◆ Job ◆
Copy the lines word for word, starting at the line that contains "Practice. Indicate each instance of the white electrical" and continuing through the last line.
___ Provided information
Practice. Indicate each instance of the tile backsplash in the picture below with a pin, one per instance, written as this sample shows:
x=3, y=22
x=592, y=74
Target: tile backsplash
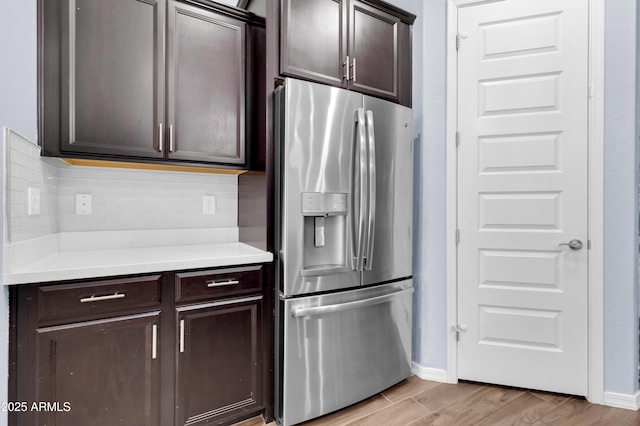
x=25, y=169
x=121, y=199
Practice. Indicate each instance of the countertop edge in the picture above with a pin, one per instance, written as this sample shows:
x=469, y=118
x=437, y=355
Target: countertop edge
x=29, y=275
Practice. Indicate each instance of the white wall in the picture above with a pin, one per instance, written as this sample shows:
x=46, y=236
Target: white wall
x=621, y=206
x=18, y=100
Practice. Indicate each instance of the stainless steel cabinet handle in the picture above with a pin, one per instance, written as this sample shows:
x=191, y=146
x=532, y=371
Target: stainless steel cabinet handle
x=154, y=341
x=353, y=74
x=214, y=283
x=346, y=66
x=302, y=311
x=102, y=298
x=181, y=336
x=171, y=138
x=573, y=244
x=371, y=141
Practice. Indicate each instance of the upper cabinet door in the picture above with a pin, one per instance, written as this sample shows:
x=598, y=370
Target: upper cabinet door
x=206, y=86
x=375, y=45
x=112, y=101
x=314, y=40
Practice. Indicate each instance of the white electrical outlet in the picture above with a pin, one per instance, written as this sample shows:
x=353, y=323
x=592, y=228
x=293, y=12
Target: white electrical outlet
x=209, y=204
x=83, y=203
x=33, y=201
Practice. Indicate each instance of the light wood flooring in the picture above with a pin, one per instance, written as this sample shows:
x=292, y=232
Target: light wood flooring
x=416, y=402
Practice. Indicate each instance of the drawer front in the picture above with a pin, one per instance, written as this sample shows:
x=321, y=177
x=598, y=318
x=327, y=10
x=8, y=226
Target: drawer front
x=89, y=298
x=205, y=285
______
◆ Complete response ◆
Practice. Indicate each instance of the white electrical outlet in the picture above with a pin, one per instance, written as this sample shows:
x=353, y=323
x=592, y=228
x=293, y=12
Target: white electrical outlet
x=209, y=204
x=83, y=203
x=33, y=201
Practice. Indicate each instance of the light wood flooring in the picture above with a pin, one per instance, written as this sample shows:
x=292, y=232
Target: light wood flooring
x=416, y=402
Practice. Indicate each instance of the drawer front in the picture above with a pin, one per instance, written as this sample shows:
x=321, y=177
x=598, y=318
x=327, y=10
x=8, y=226
Target: drawer front
x=89, y=298
x=205, y=285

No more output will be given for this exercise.